(Part of a data file)
================
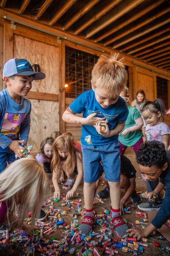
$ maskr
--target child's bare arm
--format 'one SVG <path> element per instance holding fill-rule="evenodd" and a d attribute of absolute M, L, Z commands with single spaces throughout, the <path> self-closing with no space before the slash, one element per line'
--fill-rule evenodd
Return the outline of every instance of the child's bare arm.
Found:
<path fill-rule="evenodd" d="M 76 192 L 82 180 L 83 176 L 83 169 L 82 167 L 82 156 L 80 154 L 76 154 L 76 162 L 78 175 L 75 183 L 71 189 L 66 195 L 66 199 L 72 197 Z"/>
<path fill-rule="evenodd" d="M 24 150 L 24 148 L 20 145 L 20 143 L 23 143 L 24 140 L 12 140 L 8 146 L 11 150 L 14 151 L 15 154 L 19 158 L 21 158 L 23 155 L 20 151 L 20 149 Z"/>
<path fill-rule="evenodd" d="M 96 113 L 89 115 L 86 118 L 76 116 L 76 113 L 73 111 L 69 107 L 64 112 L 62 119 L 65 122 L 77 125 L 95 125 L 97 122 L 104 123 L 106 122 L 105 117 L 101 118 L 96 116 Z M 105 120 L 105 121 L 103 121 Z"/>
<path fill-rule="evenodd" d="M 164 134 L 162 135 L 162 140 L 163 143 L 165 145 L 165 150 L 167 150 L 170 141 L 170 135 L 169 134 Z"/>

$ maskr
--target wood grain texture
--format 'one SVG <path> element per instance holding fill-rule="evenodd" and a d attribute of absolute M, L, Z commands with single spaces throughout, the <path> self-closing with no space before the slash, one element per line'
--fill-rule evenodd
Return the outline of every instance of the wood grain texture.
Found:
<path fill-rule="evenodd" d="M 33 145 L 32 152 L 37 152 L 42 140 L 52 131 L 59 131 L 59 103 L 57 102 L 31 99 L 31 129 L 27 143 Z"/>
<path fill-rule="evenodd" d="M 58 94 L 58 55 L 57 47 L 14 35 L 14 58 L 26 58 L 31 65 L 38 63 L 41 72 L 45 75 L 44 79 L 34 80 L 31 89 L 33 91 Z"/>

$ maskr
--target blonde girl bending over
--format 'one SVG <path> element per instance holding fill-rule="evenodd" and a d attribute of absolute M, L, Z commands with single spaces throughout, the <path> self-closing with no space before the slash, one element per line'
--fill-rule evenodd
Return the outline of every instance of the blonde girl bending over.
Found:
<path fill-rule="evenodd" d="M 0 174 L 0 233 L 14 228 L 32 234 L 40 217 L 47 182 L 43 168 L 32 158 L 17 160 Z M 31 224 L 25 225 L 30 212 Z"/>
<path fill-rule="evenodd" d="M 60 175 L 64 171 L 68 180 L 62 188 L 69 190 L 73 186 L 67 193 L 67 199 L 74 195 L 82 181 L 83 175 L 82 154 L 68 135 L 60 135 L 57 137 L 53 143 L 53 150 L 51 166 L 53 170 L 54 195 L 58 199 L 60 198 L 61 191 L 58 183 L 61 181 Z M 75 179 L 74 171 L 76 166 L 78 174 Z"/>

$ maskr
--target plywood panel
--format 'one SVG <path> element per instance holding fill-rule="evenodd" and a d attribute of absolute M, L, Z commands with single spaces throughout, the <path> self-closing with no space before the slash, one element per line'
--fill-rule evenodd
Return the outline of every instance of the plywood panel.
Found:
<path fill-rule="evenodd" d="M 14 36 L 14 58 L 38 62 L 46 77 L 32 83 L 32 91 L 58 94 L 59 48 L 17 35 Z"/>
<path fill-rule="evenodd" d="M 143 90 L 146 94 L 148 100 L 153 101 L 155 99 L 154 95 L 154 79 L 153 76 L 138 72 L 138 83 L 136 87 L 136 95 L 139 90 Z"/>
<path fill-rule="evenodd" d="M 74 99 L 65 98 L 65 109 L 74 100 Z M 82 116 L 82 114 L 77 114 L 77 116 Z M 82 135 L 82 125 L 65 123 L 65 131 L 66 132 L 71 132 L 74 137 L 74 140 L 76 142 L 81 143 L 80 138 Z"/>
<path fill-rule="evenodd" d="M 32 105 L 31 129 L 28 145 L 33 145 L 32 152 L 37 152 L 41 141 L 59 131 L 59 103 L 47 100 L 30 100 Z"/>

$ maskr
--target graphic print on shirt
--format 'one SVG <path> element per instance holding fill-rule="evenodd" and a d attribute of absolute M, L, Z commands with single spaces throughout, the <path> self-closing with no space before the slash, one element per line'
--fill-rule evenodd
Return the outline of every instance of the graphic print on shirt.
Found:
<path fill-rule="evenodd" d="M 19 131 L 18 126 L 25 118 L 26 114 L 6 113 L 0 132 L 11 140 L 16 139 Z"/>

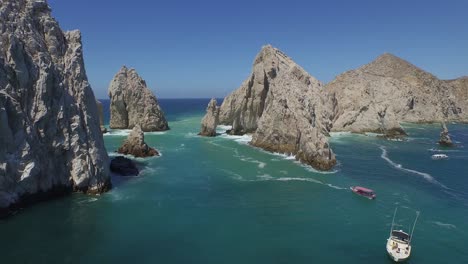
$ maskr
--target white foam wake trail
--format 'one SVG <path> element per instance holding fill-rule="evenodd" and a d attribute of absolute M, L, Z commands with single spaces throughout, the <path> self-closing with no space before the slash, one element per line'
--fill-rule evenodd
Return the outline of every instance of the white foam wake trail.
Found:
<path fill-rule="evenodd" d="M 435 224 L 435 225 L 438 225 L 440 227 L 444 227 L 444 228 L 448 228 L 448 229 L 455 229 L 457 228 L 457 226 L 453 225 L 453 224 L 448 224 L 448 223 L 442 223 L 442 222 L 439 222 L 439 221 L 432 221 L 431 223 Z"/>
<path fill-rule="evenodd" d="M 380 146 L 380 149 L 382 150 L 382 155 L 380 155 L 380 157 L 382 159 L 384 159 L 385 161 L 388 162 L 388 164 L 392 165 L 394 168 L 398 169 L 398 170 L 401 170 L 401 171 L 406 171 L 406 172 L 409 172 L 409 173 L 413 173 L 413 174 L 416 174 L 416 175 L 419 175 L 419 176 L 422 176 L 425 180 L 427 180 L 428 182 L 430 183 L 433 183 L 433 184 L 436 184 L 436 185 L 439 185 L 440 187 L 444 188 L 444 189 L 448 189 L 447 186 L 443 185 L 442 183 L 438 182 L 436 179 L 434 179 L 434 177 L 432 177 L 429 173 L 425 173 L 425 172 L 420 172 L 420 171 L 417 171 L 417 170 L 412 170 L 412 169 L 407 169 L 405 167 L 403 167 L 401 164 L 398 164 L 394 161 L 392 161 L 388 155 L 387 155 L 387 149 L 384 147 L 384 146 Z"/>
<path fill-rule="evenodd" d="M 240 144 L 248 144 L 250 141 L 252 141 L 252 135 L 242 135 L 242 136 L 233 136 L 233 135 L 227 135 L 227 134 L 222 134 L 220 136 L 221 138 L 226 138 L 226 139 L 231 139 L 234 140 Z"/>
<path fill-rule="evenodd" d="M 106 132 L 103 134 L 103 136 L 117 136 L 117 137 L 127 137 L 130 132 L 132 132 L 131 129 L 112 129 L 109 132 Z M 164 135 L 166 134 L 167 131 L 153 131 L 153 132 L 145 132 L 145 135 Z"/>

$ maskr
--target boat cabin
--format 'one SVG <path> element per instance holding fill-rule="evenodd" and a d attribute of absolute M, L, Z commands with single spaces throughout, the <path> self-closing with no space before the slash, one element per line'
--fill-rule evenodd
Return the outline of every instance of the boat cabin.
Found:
================
**Direction**
Could you write out all of the data above line for line, leaving the pictures out?

**Task answer**
$ maskr
--target child's bare arm
--format 'one SVG <path> element per instance holding fill-rule="evenodd" and a d attribute of absolute M, L, Z commands with single spaces throughout, the <path> self-closing with no space before the slash, one element per line'
--fill-rule evenodd
Return the outline of every instance of the child's bare arm.
Found:
<path fill-rule="evenodd" d="M 76 192 L 82 180 L 83 176 L 83 169 L 82 167 L 82 156 L 80 154 L 76 154 L 76 162 L 78 175 L 75 183 L 71 189 L 66 195 L 66 199 L 72 197 Z"/>
<path fill-rule="evenodd" d="M 24 150 L 24 148 L 20 145 L 20 143 L 23 143 L 24 140 L 12 140 L 8 146 L 11 150 L 14 151 L 15 154 L 19 158 L 21 158 L 23 155 L 20 151 L 20 149 Z"/>
<path fill-rule="evenodd" d="M 96 113 L 89 115 L 86 118 L 76 116 L 76 113 L 73 111 L 69 107 L 64 112 L 62 119 L 65 122 L 77 125 L 95 125 L 97 122 L 104 123 L 106 122 L 105 117 L 101 118 L 96 116 Z M 105 120 L 105 121 L 103 121 Z"/>
<path fill-rule="evenodd" d="M 164 134 L 162 135 L 162 140 L 163 143 L 165 145 L 165 150 L 167 150 L 170 141 L 170 135 L 169 134 Z"/>

$ maskr
--target wood grain texture
--format 'one SVG <path> element per instance holding fill-rule="evenodd" and a d attribute of absolute M, L, Z commands with single spaces throughout, the <path> self-closing with no space before the slash, one element per line'
--fill-rule evenodd
Return the outline of every instance of the wood grain texture.
Found:
<path fill-rule="evenodd" d="M 33 145 L 32 152 L 37 152 L 42 140 L 52 131 L 59 131 L 59 103 L 57 102 L 31 99 L 31 129 L 27 143 Z"/>
<path fill-rule="evenodd" d="M 58 94 L 58 55 L 57 47 L 14 35 L 14 58 L 26 58 L 31 65 L 38 63 L 41 72 L 45 75 L 44 79 L 34 80 L 31 89 L 33 91 Z"/>

$ maskr
--target blonde girl bending over
--format 'one SVG <path> element per instance holding fill-rule="evenodd" and a d attribute of absolute M, L, Z commands with single spaces throughout, the <path> self-closing with no space before the slash, one element per line'
--fill-rule evenodd
Return the outline of every instance of the blonde girl bending over.
Found:
<path fill-rule="evenodd" d="M 0 174 L 0 233 L 14 228 L 32 234 L 40 217 L 47 182 L 43 168 L 32 158 L 17 160 Z M 31 224 L 25 225 L 30 212 Z"/>
<path fill-rule="evenodd" d="M 60 175 L 64 171 L 68 180 L 62 188 L 69 190 L 73 186 L 67 193 L 67 199 L 74 195 L 82 181 L 83 175 L 82 154 L 68 135 L 60 135 L 57 137 L 53 143 L 53 150 L 51 166 L 53 170 L 54 195 L 58 199 L 60 198 L 61 191 L 58 183 L 61 181 Z M 75 179 L 74 171 L 76 166 L 78 174 Z"/>

$ maskr
--target plywood panel
--format 'one SVG <path> element per instance holding fill-rule="evenodd" and a d attribute of absolute M, L, Z commands with single spaces throughout, the <path> self-closing with no space before the slash, one element per line'
--fill-rule evenodd
Return the outline of every instance of the plywood panel.
Found:
<path fill-rule="evenodd" d="M 14 36 L 14 58 L 38 62 L 46 77 L 32 83 L 32 91 L 58 94 L 59 48 L 17 35 Z"/>
<path fill-rule="evenodd" d="M 143 90 L 146 94 L 148 100 L 153 101 L 155 99 L 154 95 L 154 79 L 153 76 L 138 72 L 138 83 L 136 87 L 136 95 L 139 90 Z"/>
<path fill-rule="evenodd" d="M 74 99 L 65 98 L 65 109 L 74 100 Z M 82 116 L 82 114 L 77 114 L 77 116 Z M 82 135 L 82 125 L 65 123 L 65 131 L 66 132 L 71 132 L 74 137 L 74 140 L 76 142 L 81 143 L 80 138 Z"/>
<path fill-rule="evenodd" d="M 32 105 L 31 129 L 28 145 L 33 145 L 32 152 L 37 152 L 41 141 L 59 131 L 59 103 L 47 100 L 30 100 Z"/>

$ maskr
--target graphic print on shirt
--format 'one SVG <path> element per instance holding fill-rule="evenodd" and a d attribute of absolute M, L, Z commands with single spaces throughout, the <path> self-closing with no space before the slash, one element per line'
--fill-rule evenodd
Return the outline of every instance of the graphic print on shirt.
Found:
<path fill-rule="evenodd" d="M 19 131 L 18 126 L 25 118 L 26 114 L 6 113 L 0 132 L 11 140 L 16 139 Z"/>

$ maskr
--target white foam wake trail
--format 'one SVG <path> element per instance holding fill-rule="evenodd" and a d attribute of absolute M, L, Z commands with single spaces throughout, the <path> self-closing with no space before the slash, one element per line'
--fill-rule evenodd
Return the outline of every instance of the white foam wake trail.
Found:
<path fill-rule="evenodd" d="M 435 224 L 435 225 L 438 225 L 440 227 L 444 227 L 444 228 L 448 228 L 448 229 L 455 229 L 457 228 L 457 226 L 453 225 L 453 224 L 448 224 L 448 223 L 442 223 L 442 222 L 439 222 L 439 221 L 432 221 L 431 223 Z"/>
<path fill-rule="evenodd" d="M 380 146 L 380 149 L 382 150 L 382 155 L 380 155 L 380 157 L 382 159 L 384 159 L 385 161 L 388 162 L 388 164 L 392 165 L 394 168 L 398 169 L 398 170 L 401 170 L 401 171 L 406 171 L 406 172 L 409 172 L 409 173 L 413 173 L 413 174 L 416 174 L 416 175 L 419 175 L 419 176 L 422 176 L 425 180 L 427 180 L 428 182 L 430 183 L 433 183 L 433 184 L 436 184 L 436 185 L 439 185 L 440 187 L 444 188 L 444 189 L 448 189 L 447 186 L 443 185 L 442 183 L 438 182 L 436 179 L 434 179 L 434 177 L 432 177 L 429 173 L 425 173 L 425 172 L 420 172 L 420 171 L 417 171 L 417 170 L 412 170 L 412 169 L 407 169 L 405 167 L 403 167 L 401 164 L 398 164 L 394 161 L 392 161 L 388 155 L 387 155 L 387 149 L 384 147 L 384 146 Z"/>
<path fill-rule="evenodd" d="M 240 144 L 248 144 L 250 141 L 252 141 L 252 135 L 242 135 L 242 136 L 233 136 L 233 135 L 227 135 L 227 134 L 222 134 L 220 136 L 221 138 L 226 138 L 226 139 L 231 139 L 234 140 Z"/>
<path fill-rule="evenodd" d="M 106 132 L 103 134 L 103 136 L 117 136 L 117 137 L 127 137 L 130 132 L 132 132 L 131 129 L 112 129 L 109 132 Z M 164 135 L 166 134 L 167 131 L 153 131 L 153 132 L 145 132 L 145 135 Z"/>

$ maskr
--target boat cabin
--format 'one SVG <path> element per instance holding fill-rule="evenodd" and a d attribute of absolute M, L, Z commands with single spaces throughout, the <path> self-closing with no space before the slash, one element per line'
--fill-rule evenodd
Return the outline of every instance of the boat cabin.
Found:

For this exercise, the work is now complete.